The same applies to the term luxury, a glitzy, gilded vocabulary previously attached to all things expensive and shiny. As the world changes, the significance of it is transforming too, from consumers’ expectations all the way to what each transaction entails. One thing’s for sure, luxury is now more a question of longer term strategy than single touch point impression to ensure survival.
Relevance over heritage
Heritage is and always has been a big key part of luxury. Burberry’s trenchcoats would be nowhere near as popular as it is now without its involvement in the World War; neither would Rolls-Royce’s splendid vehicles if it weren’t for its reputation of being handmade and hand-assembled from start to finish in the grounds of Goodwood. While it’s a nice story for any brand with a long storied history to tell and enchant new fans, the pandemic turned things around to prioritise the now. What that means is that brands now need to be relevant instead of constantly romantically reminiscing the past. People care less about Dior dressing royalties and more about them transforming ateliers into factories producing much needed hand sanitisers and protective equipments. To stay ahead, brands need to read the room and join in common causes so people know they’re on the same page and, more importantly, same timeline.
Customisation includes services
One thing money can assure you in the world of luxury is coveted customisation that lets you expresss yourself. From Fendi’s ABCharms to spell out your initials or Jaeger-Le Coultre’s engraving services on its watches and more, luxury allows a small part of ourselves to be cast upon and tied to our favourite brands. These bespoke touches say you’re not like everybody else – you have great taste and that is uniquely you. With the dawn of the pandemic and people were forced to stay home, these customisations now include door-to-door delivery and other specially-for-you concierge services. Brands need to find a way to make their customers feel special, especially when they’re all now confined to the walls of their own homes. La Mer is among the first to introduce their concierge delivery service, standing them out from other skincare brands that went down the road of saturation Buy One Free One or Purchase With Purchase deals. It successfully kept the prestige of its branding and pricing while standing out from a sea of skincare sales.

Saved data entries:

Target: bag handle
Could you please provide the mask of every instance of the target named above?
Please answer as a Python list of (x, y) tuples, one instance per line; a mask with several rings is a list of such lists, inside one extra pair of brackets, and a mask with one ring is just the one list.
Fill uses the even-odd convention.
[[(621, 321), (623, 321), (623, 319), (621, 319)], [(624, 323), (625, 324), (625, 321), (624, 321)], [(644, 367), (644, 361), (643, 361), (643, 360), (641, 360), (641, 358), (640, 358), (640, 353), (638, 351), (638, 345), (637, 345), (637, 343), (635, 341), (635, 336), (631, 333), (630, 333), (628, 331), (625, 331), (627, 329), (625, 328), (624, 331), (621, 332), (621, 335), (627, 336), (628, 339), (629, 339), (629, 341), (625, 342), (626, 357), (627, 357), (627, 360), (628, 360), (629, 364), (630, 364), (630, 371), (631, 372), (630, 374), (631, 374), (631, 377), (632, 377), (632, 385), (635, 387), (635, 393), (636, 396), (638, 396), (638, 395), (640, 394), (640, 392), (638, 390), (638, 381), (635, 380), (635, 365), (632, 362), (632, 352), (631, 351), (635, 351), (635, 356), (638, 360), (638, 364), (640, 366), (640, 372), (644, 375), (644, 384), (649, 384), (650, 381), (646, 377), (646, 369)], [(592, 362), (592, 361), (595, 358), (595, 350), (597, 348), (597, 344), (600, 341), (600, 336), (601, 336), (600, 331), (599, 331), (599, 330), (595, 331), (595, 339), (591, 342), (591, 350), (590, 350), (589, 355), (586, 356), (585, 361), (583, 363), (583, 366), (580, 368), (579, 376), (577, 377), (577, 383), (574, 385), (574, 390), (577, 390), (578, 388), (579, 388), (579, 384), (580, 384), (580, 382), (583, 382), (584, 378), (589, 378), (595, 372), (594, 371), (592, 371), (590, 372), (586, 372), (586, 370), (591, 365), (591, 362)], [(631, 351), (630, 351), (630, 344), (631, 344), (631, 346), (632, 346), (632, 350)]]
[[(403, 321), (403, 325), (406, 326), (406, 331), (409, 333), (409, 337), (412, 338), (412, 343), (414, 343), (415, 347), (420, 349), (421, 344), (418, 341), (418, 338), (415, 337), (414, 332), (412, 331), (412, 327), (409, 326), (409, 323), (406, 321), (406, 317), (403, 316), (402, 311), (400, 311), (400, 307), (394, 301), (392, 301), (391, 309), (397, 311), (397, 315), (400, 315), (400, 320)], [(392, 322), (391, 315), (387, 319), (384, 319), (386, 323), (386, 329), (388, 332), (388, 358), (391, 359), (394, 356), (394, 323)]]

§ EXERCISE AIM:
Reproduce the passage on luxury brands above in full, word for word.

§ TASK ANSWER:
The same applies to the term luxury, a glitzy, gilded vocabulary previously attached to all things expensive and shiny. As the world changes, the significance of it is transforming too, from consumers’ expectations all the way to what each transaction entails. One thing’s for sure, luxury is now more a question of longer term strategy than single touch point impression to ensure survival.
Relevance over heritage
Heritage is and always has been a big key part of luxury. Burberry’s trenchcoats would be nowhere near as popular as it is now without its involvement in the World War; neither would Rolls-Royce’s splendid vehicles if it weren’t for its reputation of being handmade and hand-assembled from start to finish in the grounds of Goodwood. While it’s a nice story for any brand with a long storied history to tell and enchant new fans, the pandemic turned things around to prioritise the now. What that means is that brands now need to be relevant instead of constantly romantically reminiscing the past. People care less about Dior dressing royalties and more about them transforming ateliers into factories producing much needed hand sanitisers and protective equipments. To stay ahead, brands need to read the room and join in common causes so people know they’re on the same page and, more importantly, same timeline.
Customisation includes services
One thing money can assure you in the world of luxury is coveted customisation that lets you expresss yourself. From Fendi’s ABCharms to spell out your initials or Jaeger-Le Coultre’s engraving services on its watches and more, luxury allows a small part of ourselves to be cast upon and tied to our favourite brands. These bespoke touches say you’re not like everybody else – you have great taste and that is uniquely you. With the dawn of the pandemic and people were forced to stay home, these customisations now include door-to-door delivery and other specially-for-you concierge services. Brands need to find a way to make their customers feel special, especially when they’re all now confined to the walls of their own homes. La Mer is among the first to introduce their concierge delivery service, standing them out from other skincare brands that went down the road of saturation Buy One Free One or Purchase With Purchase deals. It successfully kept the prestige of its branding and pricing while standing out from a sea of skincare sales.